* [PROBLEMS AND TASKS]
(A) In the piece on the Coalition's superannuation policy, rewrite the paragraph beginning "If that's not bad enough" as a short bulleted list that keeps its main facts.
(B) Carry the piece on the Coalition's superannuation policy forward with the paragraphs that follow its final one.

* [EXTRACT TO READ]
The Coalition's weird policy on super

Our world is getting weirder by the day. As we grapple with a Republican US president tearing up the rulebook for the global trading system, our own conservative brigade is barracking for an expanded welfare state through its campaign to freeze the Superannuation Guarantee. The resulting inadequate retirement savings would force millions more retirees onto the age pension. And with their sheer voting power – projected to comprise one quarter of the voting population by 2035 – they will reject any political party that tries to limit their pension to today’s $472 per week adjusted only for inflation.

If that’s not bad enough, as Australia’s population ageing accelerates, there will be far fewer workers earning the incomes and paying the taxes to support our expanding pensioner population. The most recent Commonwealth intergenerational report points out that the number of working-age Australians for every person above the retirement age of 65 years has fallen from more than seven in 1975 to less than five in 2015, and within a few decades is projected to fall to well below three people. Yes, that’s right: less than three working-age Australians supporting each retiree.

After what was heralded as the great tax-mix switch when the GST was introduced at the turn of the century, Australia remains heavily reliant on direct taxation by advanced-country standards, deploying bracket creep to increase the income tax burden on working people. The Coalition government’s program of changes to personal tax brackets is meant to ameliorate this taxation by stealth but if the Superannuation Guarantee increase is cancelled the personal tax burden on working people will need to increase sharply to fund the burgeoning age pension bill.

* [RECORDED INFORMATION]
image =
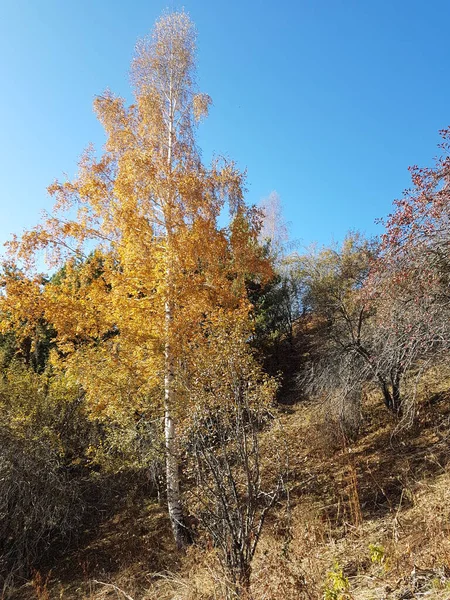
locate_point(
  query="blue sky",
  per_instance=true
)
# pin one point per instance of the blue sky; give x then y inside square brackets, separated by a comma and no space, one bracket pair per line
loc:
[326,102]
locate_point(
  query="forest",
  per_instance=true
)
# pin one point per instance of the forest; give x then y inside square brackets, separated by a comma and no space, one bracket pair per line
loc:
[192,409]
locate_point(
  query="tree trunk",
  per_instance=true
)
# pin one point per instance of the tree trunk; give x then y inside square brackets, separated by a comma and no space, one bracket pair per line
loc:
[180,531]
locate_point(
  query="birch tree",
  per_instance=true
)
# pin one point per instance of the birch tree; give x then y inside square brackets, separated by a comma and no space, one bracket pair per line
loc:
[144,260]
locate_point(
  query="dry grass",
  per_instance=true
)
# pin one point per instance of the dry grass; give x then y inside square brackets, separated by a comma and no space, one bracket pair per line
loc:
[400,479]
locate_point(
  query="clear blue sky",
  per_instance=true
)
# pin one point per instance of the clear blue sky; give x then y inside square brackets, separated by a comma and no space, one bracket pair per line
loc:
[327,102]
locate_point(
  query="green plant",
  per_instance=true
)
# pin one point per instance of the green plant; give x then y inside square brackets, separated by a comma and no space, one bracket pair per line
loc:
[337,586]
[378,555]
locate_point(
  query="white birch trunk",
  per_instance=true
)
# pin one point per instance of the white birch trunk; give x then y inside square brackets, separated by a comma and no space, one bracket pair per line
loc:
[179,529]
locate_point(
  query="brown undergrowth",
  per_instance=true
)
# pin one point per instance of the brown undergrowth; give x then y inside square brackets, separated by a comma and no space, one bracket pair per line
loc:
[364,521]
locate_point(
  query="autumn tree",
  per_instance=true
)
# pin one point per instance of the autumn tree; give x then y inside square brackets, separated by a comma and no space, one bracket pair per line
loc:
[339,341]
[142,212]
[410,281]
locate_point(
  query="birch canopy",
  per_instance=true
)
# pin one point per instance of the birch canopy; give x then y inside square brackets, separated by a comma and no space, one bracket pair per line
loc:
[142,261]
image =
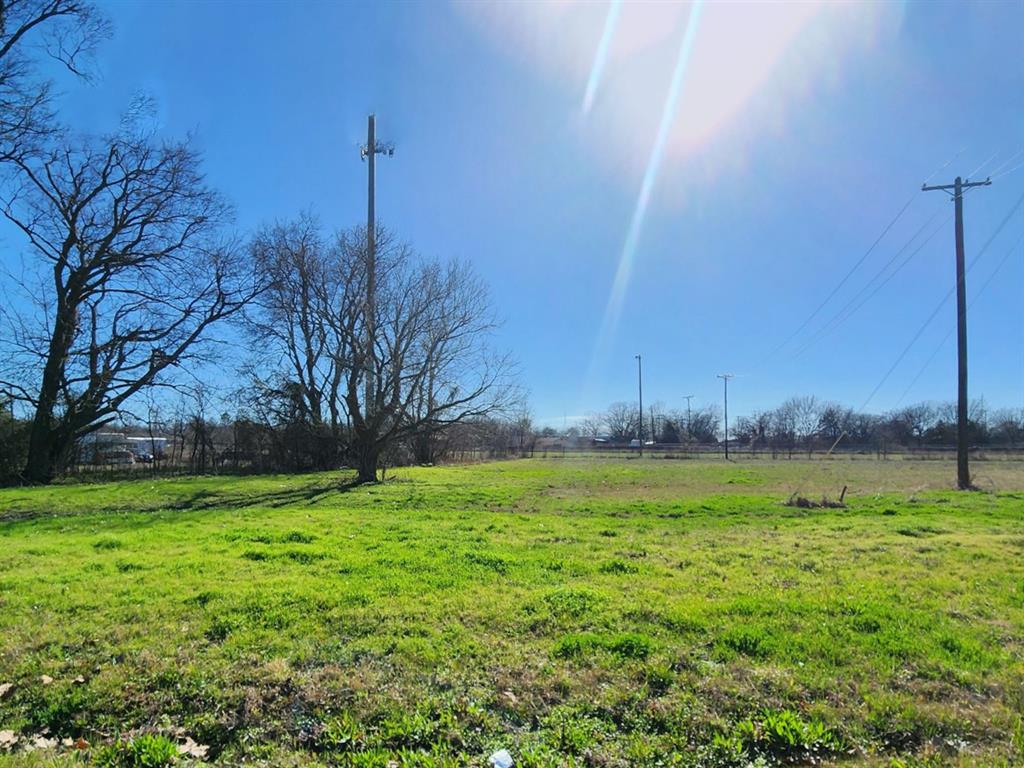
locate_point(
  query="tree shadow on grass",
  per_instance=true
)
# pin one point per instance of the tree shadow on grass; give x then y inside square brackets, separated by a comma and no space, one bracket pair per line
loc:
[309,496]
[201,501]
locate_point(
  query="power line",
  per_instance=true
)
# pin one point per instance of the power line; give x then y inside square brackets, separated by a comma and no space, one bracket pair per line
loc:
[942,343]
[945,298]
[843,282]
[848,309]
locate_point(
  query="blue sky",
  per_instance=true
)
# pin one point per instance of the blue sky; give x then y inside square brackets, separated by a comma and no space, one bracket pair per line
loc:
[798,134]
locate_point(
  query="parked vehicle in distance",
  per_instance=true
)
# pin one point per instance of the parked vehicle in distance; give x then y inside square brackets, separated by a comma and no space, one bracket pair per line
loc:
[118,457]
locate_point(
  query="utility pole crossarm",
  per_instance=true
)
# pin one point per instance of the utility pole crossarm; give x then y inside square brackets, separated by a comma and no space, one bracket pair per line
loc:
[964,185]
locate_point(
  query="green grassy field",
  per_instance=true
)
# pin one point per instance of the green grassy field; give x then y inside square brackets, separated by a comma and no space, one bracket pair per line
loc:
[576,612]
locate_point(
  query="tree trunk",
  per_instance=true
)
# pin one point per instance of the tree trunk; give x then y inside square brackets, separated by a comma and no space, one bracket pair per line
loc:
[45,449]
[368,456]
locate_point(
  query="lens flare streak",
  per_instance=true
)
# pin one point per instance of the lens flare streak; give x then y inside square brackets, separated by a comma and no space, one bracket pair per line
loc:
[617,294]
[610,20]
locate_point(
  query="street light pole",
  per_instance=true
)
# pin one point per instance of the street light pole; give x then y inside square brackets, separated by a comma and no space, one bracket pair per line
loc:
[725,381]
[640,389]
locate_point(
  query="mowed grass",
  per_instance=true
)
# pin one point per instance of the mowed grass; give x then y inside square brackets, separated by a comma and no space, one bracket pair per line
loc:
[576,612]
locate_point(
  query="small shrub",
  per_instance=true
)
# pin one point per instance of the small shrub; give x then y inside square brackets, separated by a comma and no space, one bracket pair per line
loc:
[577,645]
[571,603]
[298,537]
[630,645]
[147,751]
[617,567]
[219,629]
[748,641]
[492,562]
[784,735]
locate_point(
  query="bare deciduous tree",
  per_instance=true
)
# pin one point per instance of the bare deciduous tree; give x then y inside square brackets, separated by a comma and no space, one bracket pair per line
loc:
[125,233]
[431,360]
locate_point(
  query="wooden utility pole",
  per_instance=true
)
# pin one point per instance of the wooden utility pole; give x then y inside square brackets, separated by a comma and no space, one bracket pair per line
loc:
[725,381]
[957,187]
[640,388]
[369,153]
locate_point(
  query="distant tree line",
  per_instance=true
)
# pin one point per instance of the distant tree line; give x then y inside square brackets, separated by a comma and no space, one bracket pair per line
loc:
[809,423]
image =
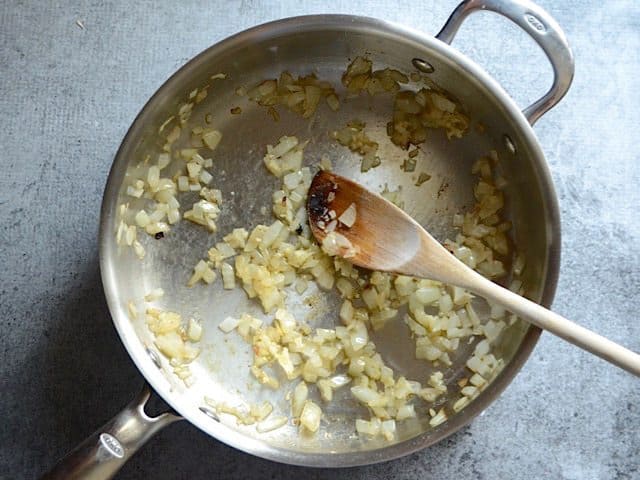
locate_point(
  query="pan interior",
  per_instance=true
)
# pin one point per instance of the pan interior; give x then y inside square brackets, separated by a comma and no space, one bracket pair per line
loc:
[325,48]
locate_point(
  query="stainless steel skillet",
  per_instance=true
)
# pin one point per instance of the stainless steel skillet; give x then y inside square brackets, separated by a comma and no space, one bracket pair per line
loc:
[320,44]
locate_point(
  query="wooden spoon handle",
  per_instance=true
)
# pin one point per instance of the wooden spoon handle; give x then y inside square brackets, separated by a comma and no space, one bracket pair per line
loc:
[556,324]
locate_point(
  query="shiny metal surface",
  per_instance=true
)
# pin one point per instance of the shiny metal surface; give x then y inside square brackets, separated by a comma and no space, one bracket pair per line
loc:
[321,44]
[101,455]
[541,27]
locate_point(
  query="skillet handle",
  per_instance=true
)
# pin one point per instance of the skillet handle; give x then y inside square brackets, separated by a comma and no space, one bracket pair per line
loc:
[101,455]
[541,27]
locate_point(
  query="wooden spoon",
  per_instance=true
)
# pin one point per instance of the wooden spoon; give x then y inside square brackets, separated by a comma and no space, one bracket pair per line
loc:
[385,238]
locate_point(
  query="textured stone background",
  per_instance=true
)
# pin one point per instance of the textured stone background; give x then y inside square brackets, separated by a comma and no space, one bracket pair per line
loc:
[67,96]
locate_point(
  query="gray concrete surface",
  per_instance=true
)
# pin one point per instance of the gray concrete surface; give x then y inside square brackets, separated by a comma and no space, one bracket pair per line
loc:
[67,96]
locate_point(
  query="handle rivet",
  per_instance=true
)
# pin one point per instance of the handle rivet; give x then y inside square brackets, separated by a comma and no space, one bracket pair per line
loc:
[423,65]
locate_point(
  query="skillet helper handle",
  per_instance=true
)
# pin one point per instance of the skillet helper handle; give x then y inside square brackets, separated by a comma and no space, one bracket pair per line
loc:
[101,455]
[541,27]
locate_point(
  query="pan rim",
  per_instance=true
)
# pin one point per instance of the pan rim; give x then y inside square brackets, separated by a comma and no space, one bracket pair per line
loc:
[255,446]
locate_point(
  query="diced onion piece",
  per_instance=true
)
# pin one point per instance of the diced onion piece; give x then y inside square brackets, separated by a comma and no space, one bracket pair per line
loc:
[228,276]
[194,331]
[154,295]
[310,416]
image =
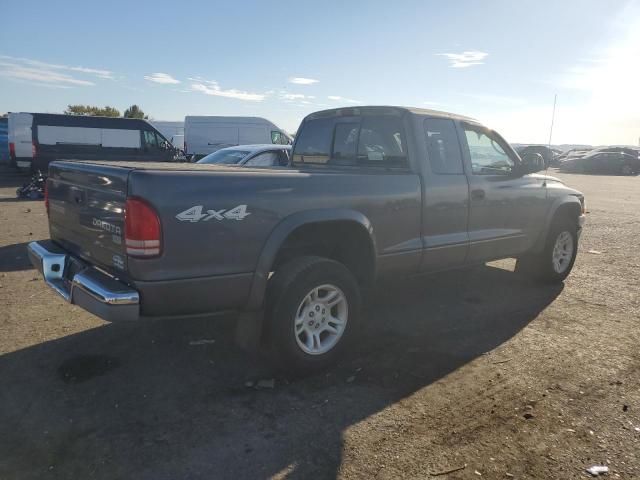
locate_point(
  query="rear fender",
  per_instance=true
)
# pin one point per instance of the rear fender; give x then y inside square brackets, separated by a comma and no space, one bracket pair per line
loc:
[279,235]
[570,202]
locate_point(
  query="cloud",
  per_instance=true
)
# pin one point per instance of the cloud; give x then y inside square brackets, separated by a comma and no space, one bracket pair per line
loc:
[498,100]
[302,80]
[337,98]
[163,78]
[292,97]
[211,87]
[48,74]
[464,59]
[605,87]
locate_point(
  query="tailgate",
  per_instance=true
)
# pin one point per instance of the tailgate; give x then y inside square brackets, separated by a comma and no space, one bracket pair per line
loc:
[86,211]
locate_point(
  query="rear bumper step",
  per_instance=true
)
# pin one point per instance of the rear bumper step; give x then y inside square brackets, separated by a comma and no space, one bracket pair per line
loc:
[87,287]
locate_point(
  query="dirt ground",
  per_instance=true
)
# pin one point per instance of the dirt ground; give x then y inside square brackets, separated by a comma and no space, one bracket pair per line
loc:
[482,370]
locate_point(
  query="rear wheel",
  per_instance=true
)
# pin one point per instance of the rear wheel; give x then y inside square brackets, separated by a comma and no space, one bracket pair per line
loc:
[556,260]
[313,308]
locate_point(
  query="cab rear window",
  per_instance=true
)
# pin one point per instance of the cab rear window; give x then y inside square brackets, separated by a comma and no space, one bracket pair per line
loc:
[376,140]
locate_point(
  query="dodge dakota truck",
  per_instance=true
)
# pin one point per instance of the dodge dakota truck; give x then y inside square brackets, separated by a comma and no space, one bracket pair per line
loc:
[372,193]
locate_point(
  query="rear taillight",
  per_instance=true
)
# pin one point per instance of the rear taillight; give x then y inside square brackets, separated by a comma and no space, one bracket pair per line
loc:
[46,196]
[142,232]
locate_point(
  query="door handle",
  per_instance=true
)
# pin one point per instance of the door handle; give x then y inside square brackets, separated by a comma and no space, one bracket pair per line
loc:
[477,194]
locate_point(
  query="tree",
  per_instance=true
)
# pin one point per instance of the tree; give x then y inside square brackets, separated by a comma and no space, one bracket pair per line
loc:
[92,111]
[134,111]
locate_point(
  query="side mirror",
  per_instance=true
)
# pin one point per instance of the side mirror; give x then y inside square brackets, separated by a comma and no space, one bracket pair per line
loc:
[531,163]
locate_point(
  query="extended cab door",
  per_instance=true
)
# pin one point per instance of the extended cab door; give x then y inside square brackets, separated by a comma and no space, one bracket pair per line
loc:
[506,208]
[446,196]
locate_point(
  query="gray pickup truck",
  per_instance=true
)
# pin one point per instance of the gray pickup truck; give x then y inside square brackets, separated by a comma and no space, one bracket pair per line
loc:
[373,192]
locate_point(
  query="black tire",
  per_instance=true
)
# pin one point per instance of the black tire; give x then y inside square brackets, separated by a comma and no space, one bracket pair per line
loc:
[540,266]
[287,289]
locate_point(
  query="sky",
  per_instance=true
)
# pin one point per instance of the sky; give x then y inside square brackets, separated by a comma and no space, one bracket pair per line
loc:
[498,61]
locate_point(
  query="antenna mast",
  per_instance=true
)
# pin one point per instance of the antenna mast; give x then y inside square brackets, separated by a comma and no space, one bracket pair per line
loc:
[553,116]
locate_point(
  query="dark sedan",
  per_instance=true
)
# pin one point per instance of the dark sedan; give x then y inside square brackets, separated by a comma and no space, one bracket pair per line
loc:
[250,156]
[603,162]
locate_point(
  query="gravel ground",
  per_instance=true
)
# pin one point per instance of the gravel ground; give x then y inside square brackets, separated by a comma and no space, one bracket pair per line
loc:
[478,370]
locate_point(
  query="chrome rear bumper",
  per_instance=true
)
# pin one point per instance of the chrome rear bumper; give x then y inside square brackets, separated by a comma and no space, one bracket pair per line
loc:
[87,287]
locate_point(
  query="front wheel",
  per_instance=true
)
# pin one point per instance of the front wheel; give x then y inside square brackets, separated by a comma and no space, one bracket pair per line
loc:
[556,260]
[313,309]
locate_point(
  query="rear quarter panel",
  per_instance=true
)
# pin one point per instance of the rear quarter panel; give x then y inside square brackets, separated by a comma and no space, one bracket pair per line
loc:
[391,202]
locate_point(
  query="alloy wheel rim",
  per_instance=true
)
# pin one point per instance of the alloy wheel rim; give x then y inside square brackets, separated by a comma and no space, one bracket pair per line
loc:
[562,252]
[321,319]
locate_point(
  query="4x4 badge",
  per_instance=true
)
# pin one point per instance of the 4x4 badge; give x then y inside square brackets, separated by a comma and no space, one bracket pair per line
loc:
[196,214]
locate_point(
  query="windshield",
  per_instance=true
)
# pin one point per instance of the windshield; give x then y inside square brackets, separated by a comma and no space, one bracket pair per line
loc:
[226,157]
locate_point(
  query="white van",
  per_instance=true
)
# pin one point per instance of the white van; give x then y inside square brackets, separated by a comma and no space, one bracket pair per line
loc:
[21,146]
[205,135]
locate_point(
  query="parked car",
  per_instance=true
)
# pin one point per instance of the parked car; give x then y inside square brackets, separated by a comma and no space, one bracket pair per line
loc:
[36,139]
[172,131]
[374,193]
[250,156]
[547,154]
[603,162]
[205,135]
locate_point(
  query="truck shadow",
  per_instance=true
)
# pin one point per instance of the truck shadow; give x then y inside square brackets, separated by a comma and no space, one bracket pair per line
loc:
[176,399]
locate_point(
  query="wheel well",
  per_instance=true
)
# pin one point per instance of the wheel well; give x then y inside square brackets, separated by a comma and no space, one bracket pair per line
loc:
[569,211]
[344,241]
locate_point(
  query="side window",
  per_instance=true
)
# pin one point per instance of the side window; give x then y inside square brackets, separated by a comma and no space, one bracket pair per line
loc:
[381,141]
[443,147]
[487,155]
[150,139]
[265,159]
[345,143]
[313,144]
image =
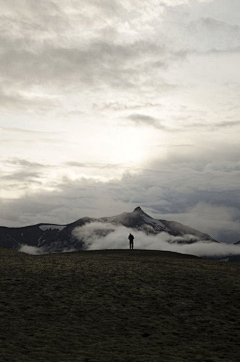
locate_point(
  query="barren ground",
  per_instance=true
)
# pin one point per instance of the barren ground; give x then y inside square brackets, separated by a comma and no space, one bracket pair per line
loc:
[118,306]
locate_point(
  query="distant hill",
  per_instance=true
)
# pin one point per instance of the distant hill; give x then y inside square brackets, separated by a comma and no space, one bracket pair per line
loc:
[57,238]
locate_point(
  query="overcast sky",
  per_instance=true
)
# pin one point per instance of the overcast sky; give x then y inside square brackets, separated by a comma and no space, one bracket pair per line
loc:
[110,104]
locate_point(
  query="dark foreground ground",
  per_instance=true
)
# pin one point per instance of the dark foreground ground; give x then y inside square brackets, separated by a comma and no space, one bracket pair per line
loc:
[118,306]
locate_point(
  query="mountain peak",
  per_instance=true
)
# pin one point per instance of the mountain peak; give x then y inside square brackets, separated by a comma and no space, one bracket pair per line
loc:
[138,209]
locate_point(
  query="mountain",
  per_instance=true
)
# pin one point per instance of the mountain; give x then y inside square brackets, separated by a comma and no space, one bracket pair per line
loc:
[57,238]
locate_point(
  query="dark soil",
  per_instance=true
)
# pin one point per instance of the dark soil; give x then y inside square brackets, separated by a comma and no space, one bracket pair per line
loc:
[118,306]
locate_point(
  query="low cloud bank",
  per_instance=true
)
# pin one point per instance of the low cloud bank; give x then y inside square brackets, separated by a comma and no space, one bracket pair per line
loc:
[31,250]
[99,235]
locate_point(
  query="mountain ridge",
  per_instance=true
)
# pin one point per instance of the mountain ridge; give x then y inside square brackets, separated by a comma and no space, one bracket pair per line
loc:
[52,237]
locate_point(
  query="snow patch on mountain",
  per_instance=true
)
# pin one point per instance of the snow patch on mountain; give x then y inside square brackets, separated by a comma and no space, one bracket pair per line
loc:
[52,227]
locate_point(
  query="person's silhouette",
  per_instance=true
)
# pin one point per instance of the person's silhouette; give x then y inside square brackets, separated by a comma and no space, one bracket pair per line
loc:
[131,238]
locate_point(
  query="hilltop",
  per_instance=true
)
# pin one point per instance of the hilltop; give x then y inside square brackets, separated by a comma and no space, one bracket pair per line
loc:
[57,238]
[118,305]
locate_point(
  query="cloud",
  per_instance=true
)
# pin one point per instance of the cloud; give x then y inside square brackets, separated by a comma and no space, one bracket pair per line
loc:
[141,119]
[97,236]
[31,250]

* [PER-TASK OUTPUTS]
(A)
- As Australia's population ageing accelerates, far fewer workers will be earning incomes and paying taxes to support a growing pensioner population.
- The most recent Commonwealth intergenerational report states that the number of working-age Australians for each person over the retirement age of 65 fell from more than seven in 1975 to less than five in 2015.
- Within a few decades, that figure is projected to drop well below three working-age Australians for each retiree.

(B)
That is, of course, unless the GST rate is increased substantially. Australia’s is still 10 per cent, but those of the EU members and the Nordic countries are in the 20-25 per cent range. One of the reasons the Turnbull government abandoned any consideration of increasing the GST rate was that it felt politically obliged to compensate self-funded retirees, as well as wage and salary earners and income support recipients. What’s the point of increasing the GST rate if everyone is to be fully compensated for it?

Much of the conservative opposition to the legislated increases in the Superannuation Guarantee is ideological. Having industry superannuation funds, supported by trade unions, making judgements about the performance of company directors and senior management just seems, well, outrageous.

Others, including Reserve Bank Governor Phillip Lowe and the Grattan Institute, persist with the argument that workers will get a wage rise if the legislated increase in the Superannuation Guarantee is cancelled. These are the same real wage rises that we’ve been told for each of the last few years were just around the corner but have never materialised.

Since 2013, labour productivity has grown by 1.2 per cent per annum while annual real wages have not grown at all. The decoupling of productivity growth and real wages owes much to the irreversible globalisation of the labour market powered by the internet.

Businesses did not feel pressured to grant wage increases when unemployment in NSW and Victoria fell to the 4.5 per cent level the Reserve Bank claimed would oblige them to do so. If businesses did not offer wage increases before the COVID-19 pandemic, they definitely won’t be overcome with generosity with the unemployment rate hovering around or above 10 per cent.

Businesses will allocate to profits not workers the labour-cost savings from a cancelled increase in the Superannuation Guarantee.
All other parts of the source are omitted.